▶ **Exercise instructions**
A - Duplicate a passage from the board meeting minutes word for word: begin at the words that contain "2. CALL NOTICE, ATTENDANCE" and stop after "acted as secretary.".
B - Give every numbered section heading in the board meeting minutes, along with its number.

▶ **Text shown**

----------

National Register of Leal Entities (C.N.P.J) No. 42.150.391/0001-70
State Registration (NIRE) 29300006939
MINUTES OF THE BOARD OF DIRECTORS' MEETING
HELD ON JUNE 8, 2021
1. DATE, TIME AND PLACE: On June 8, 2021, held in non-presence mode.
2. CALL NOTICE, ATTENDANCE AND PRESIDING BOARD: Extraordinary Meeting called pursuant to the Bylaws of BRASKEM S.A. ("Braskem" or "Company"), with the participation of all Board Members indicated below, having the Board Member Roberto Lopes Pontes Simões also participated as Chief Executive Officer. The Chairman of the Board of Directors presided over the meeting, and Ms. Lilian Porto Bruno acted as secretary.
3. AGENDA, RESOLUTIONS AND SUBJECTS FOR ACKNOWLEDGEMENT OR OF INTEREST TO THE COMPANY:
3.1. SUBJECT FOR RESOLUTION: After due analysis of the proposal submitted for resolution, which was previously forwarded to the Board Members and shall remain duly filed at the Company's headquarters and Governance Portal, the following resolution was taken unanimously:
(i) PD.CA/BAK-17/2021 - Repurchase for cash of any and all of its outstanding debt notes in the capital market by Braskem Netherlands Finance BV and/or Braskem America Finance, guaranteed by the Company - As the prior analysis of the matter was carried out by the Finance and Investment Committee, which recommended its approval pursuant to PD.CA/BAK-17/2021, Braskem's business leader proposal was approved to authorize the carrying out, by the respective issuers, offer to repurchase for cash of any and all outstanding debt notes issued by Braskem Netherlands Finance BV with due date in 2023 and debt notes issued by Braskem America Finance Company with due date in 2041, whose main characteristics are described in Attachment I of PD.CA/BAK-17/2021, with the executive boards of the Company, Braskem Netherlands Finance BV and Braskem America Finance Company authorized to hire financial institutions to coordinate and provide the necessary services, service providers for the formalization and execution of any and all contracts, certificates and other documents necessary for the implementation of the operations of this resolution, as well as for resources movement required between the Company's subsidiaries.

----------

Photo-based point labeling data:

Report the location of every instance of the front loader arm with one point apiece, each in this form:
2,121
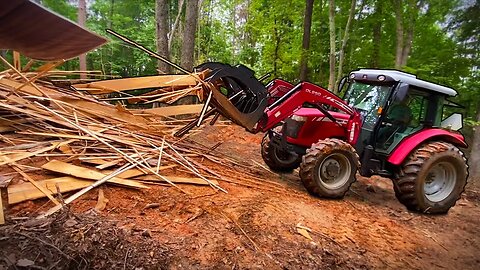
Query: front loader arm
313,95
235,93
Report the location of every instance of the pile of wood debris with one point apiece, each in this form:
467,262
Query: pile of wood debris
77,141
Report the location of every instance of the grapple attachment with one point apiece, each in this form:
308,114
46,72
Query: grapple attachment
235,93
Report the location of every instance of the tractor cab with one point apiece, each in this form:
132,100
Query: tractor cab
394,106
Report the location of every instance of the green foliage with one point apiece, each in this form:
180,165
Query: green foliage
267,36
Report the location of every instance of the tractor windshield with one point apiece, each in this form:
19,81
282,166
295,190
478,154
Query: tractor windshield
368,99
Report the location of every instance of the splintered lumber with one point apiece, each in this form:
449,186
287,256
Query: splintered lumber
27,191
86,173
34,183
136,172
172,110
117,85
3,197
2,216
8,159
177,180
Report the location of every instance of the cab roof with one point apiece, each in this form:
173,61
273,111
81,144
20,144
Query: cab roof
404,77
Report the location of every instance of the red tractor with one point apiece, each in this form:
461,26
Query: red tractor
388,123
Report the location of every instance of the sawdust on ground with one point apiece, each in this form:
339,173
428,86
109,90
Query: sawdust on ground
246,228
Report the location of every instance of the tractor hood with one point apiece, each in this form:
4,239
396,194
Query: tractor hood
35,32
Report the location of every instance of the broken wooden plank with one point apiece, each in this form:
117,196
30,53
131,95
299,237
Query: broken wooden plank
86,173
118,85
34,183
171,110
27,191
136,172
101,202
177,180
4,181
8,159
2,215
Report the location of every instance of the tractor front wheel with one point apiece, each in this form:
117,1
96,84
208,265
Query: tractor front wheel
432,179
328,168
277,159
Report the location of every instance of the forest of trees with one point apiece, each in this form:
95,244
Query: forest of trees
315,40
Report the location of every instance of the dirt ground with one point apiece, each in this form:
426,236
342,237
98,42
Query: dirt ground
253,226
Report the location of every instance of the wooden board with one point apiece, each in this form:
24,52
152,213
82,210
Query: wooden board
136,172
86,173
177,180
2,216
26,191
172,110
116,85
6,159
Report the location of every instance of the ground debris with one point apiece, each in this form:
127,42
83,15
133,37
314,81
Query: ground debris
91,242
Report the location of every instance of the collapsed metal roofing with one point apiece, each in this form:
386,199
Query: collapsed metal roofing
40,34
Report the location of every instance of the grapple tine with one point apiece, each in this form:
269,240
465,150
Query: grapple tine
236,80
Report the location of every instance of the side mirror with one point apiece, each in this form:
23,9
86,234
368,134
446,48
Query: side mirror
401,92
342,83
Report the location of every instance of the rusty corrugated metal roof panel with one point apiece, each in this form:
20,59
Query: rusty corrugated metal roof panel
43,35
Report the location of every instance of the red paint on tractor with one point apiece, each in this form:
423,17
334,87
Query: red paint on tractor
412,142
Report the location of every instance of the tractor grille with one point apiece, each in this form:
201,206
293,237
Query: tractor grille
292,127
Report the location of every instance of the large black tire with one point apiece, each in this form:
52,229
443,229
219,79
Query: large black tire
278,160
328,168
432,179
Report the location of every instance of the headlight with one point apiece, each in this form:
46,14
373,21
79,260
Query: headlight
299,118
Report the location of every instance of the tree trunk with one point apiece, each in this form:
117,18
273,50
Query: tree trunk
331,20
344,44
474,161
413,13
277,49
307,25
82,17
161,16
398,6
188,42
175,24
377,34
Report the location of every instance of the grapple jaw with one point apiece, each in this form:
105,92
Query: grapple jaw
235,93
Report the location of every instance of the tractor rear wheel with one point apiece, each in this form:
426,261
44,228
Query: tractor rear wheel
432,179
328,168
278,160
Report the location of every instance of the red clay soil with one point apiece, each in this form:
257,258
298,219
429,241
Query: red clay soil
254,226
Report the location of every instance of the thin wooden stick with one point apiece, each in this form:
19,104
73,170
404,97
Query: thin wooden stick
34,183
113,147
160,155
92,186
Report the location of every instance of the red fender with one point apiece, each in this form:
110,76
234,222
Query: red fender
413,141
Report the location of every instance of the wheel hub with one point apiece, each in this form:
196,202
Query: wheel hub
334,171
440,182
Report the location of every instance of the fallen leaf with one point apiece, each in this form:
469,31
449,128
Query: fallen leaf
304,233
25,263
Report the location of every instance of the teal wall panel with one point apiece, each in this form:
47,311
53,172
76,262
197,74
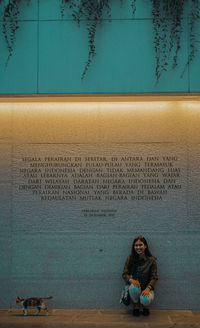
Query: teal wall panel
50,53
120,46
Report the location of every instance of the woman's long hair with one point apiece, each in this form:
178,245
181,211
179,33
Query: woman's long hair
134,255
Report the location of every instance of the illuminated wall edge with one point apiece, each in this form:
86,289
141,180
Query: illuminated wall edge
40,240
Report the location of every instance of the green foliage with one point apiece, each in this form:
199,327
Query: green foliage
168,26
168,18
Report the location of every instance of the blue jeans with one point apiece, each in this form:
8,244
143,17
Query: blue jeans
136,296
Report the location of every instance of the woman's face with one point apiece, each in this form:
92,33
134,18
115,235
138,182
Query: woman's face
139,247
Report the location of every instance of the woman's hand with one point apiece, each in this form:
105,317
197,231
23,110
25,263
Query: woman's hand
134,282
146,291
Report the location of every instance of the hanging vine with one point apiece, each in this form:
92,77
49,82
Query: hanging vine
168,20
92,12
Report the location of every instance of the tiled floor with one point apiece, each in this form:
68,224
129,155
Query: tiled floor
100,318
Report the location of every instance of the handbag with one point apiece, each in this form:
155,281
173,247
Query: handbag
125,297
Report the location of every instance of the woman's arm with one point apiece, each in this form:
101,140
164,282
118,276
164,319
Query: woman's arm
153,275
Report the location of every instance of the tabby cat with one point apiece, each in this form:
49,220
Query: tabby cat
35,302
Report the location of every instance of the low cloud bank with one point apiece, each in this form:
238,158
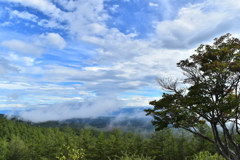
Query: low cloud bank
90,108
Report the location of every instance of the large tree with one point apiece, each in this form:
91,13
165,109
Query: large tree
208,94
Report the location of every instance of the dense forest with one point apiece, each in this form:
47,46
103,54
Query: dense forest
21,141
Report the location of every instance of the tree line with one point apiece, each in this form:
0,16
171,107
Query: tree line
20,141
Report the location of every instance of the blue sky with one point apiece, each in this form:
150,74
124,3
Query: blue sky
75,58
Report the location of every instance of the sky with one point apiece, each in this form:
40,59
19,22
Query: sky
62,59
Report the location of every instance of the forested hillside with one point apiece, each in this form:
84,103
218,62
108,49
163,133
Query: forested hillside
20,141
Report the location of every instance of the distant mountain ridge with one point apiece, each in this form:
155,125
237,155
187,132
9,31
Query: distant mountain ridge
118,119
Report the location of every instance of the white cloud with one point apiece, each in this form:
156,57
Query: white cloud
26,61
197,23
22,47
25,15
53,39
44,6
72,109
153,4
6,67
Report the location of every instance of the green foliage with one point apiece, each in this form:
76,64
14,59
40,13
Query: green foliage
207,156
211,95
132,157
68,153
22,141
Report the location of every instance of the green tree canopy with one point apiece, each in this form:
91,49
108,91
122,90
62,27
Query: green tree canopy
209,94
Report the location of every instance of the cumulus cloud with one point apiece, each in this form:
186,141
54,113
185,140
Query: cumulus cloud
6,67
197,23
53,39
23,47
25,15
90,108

----------

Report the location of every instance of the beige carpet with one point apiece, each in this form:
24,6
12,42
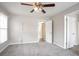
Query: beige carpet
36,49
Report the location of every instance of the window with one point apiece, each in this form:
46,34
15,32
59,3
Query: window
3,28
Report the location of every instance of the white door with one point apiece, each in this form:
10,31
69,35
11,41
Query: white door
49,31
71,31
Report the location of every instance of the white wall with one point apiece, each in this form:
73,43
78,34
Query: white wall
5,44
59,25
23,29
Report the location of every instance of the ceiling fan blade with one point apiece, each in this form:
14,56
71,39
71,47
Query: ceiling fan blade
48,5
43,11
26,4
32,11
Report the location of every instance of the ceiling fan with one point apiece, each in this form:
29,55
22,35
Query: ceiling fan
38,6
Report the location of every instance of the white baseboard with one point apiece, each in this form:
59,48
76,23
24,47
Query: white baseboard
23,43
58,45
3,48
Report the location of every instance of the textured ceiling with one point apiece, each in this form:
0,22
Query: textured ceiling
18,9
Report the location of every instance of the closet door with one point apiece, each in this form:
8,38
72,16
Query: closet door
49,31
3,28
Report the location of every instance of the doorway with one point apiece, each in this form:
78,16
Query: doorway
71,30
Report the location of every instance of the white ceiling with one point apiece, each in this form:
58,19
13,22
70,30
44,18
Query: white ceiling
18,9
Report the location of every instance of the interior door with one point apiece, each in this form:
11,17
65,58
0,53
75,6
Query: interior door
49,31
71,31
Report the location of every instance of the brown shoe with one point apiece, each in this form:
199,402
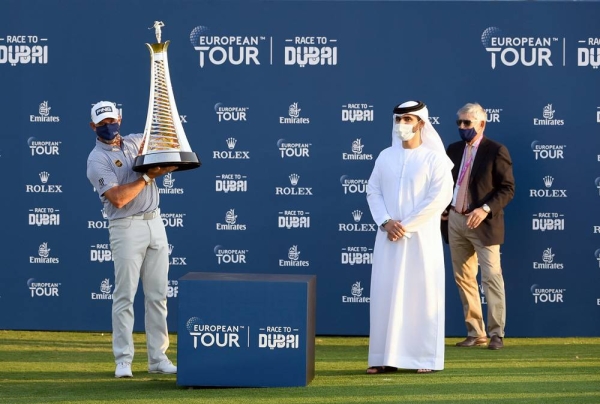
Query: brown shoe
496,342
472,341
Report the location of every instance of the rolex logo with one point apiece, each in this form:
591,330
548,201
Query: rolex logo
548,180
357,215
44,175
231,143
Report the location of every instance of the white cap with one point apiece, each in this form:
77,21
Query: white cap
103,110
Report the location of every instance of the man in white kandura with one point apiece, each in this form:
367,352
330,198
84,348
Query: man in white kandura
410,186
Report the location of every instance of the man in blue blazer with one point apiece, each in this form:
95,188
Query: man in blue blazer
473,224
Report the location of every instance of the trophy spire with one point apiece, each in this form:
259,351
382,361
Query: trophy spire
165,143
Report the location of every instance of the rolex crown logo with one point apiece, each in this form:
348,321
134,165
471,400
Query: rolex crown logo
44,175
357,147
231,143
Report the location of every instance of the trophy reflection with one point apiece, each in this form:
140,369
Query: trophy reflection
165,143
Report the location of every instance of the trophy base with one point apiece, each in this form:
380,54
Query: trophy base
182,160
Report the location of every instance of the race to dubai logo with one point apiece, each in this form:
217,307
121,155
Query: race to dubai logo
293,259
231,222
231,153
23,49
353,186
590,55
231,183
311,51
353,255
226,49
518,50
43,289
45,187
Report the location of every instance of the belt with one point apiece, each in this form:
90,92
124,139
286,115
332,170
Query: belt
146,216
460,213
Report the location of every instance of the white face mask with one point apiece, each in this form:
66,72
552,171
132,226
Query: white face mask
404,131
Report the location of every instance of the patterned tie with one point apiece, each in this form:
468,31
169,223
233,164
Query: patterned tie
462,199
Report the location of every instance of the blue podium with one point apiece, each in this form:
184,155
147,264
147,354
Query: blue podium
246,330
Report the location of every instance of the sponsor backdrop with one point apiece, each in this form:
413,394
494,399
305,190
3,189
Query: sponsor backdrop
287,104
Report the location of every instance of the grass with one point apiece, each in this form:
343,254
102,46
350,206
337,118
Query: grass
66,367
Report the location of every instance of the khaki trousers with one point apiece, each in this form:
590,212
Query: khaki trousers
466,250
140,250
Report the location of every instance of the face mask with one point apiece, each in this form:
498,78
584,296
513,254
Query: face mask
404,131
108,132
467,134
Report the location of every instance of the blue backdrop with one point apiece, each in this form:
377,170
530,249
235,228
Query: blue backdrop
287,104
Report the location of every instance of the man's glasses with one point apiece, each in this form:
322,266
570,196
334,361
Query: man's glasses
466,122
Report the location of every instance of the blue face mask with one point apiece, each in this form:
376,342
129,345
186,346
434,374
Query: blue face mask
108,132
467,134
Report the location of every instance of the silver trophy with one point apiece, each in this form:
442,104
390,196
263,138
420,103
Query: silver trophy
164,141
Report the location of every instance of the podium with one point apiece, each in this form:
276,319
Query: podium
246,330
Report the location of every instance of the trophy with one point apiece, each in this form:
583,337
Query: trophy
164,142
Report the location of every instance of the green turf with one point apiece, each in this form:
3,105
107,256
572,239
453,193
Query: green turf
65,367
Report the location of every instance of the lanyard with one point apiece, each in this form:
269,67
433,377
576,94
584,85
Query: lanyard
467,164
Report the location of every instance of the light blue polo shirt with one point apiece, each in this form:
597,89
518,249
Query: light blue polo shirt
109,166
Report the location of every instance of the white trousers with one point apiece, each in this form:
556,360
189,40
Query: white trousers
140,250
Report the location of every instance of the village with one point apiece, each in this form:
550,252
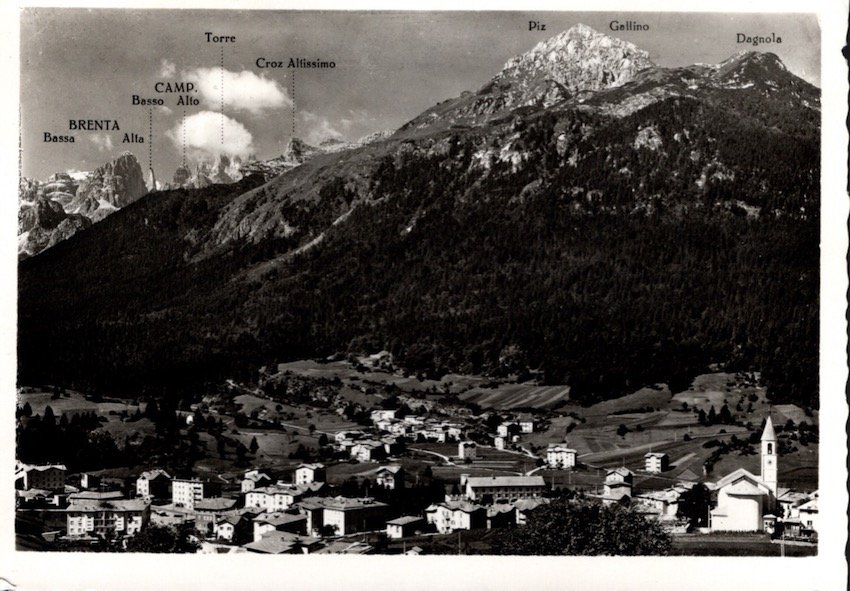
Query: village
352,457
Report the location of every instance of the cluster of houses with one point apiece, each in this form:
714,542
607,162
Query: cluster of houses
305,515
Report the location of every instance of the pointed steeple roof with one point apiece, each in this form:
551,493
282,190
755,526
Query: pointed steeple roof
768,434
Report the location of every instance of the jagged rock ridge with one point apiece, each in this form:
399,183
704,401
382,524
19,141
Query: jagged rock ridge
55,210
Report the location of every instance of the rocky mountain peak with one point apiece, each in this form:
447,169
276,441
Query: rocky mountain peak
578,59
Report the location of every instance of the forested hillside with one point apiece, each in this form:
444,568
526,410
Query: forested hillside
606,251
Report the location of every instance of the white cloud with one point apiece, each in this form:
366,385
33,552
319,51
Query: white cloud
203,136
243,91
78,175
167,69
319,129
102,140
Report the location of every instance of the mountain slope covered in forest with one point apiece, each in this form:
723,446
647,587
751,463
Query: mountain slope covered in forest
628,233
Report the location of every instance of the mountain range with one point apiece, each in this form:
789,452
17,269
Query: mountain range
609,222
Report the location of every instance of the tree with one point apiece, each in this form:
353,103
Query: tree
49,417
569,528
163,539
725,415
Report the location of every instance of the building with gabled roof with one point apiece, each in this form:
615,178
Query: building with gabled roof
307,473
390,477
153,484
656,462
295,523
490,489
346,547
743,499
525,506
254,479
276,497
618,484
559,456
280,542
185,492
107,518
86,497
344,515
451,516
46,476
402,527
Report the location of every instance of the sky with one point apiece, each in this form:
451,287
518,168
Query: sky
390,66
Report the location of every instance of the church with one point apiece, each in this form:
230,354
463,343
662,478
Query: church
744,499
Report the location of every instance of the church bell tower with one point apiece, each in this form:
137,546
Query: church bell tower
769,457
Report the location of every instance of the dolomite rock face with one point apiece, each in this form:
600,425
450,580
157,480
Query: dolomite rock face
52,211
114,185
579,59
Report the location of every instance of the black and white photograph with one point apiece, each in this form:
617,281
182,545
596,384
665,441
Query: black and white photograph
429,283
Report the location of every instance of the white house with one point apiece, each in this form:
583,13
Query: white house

----------

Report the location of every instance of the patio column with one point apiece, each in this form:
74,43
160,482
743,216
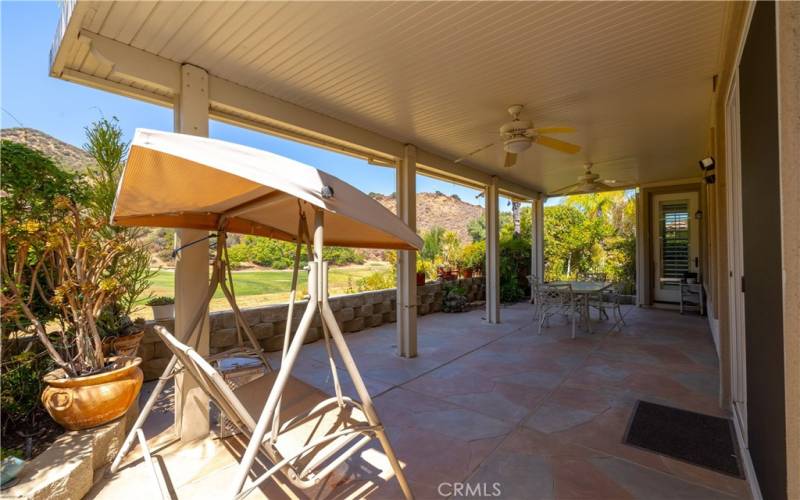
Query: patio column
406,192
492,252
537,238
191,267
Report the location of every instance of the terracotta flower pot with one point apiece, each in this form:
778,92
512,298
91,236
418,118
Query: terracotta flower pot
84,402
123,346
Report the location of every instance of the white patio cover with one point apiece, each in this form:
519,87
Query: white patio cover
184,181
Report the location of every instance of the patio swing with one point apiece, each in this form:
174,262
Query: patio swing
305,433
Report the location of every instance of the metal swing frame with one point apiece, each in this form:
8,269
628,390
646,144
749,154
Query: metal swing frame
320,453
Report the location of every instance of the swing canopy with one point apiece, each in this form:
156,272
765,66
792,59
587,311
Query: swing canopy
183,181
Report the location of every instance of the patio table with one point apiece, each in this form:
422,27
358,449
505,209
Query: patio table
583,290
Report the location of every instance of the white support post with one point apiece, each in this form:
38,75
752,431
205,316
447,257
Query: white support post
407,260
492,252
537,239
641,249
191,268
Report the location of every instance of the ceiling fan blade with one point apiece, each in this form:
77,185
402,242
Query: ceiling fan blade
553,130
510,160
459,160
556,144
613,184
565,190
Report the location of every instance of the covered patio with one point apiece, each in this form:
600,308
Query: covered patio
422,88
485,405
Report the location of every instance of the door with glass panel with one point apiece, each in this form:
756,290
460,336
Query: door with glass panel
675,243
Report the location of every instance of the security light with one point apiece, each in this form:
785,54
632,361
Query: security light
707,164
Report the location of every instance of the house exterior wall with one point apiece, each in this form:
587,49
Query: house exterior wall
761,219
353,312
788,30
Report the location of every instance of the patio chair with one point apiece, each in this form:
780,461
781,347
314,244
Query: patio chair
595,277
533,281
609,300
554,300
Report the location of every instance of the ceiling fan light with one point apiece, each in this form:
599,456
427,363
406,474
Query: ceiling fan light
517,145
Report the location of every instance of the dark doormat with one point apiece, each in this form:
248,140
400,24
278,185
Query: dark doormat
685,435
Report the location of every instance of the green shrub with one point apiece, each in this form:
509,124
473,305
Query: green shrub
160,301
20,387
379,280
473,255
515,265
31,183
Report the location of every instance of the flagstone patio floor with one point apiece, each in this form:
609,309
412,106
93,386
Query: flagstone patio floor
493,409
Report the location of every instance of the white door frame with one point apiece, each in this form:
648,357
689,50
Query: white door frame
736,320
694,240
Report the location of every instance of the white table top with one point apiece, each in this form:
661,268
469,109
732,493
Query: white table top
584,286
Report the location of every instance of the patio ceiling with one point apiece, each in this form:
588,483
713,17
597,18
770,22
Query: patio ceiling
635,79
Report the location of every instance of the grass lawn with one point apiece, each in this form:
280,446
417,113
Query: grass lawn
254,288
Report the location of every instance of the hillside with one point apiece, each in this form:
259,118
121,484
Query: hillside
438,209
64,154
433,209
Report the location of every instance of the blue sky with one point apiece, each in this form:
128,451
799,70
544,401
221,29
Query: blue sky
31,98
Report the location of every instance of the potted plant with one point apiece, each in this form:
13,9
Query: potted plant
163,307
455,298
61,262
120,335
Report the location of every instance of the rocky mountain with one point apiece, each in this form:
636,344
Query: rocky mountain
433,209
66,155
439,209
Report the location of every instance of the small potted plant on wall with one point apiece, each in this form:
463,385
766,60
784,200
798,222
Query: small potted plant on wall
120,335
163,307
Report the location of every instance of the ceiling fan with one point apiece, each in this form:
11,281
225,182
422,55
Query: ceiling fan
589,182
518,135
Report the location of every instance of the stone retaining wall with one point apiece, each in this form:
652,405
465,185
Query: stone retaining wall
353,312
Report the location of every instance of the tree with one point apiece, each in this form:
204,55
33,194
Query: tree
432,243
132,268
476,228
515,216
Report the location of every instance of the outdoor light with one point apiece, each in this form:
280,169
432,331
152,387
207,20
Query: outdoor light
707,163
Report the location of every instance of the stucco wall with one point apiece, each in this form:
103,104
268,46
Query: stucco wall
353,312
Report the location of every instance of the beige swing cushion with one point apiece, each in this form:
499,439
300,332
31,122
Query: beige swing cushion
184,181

----------

▶ **Responses in order**
A -
2. CALL NOTICE, ATTENDANCE AND PRESIDING BOARD: Extraordinary Meeting called pursuant to the Bylaws of BRASKEM S.A. ("Braskem" or "Company"), with the participation of all Board Members indicated below, having the Board Member Roberto Lopes Pontes Simões also participated as Chief Executive Officer. The Chairman of the Board of Directors presided over the meeting, and Ms. Lilian Porto Bruno acted as secretary.

B -
1. DATE, TIME AND PLACE
2. CALL NOTICE, ATTENDANCE AND PRESIDING BOARD
3. AGENDA, RESOLUTIONS AND SUBJECTS FOR ACKNOWLEDGEMENT OR OF INTEREST TO THE COMPANY
3.1. SUBJECT FOR RESOLUTION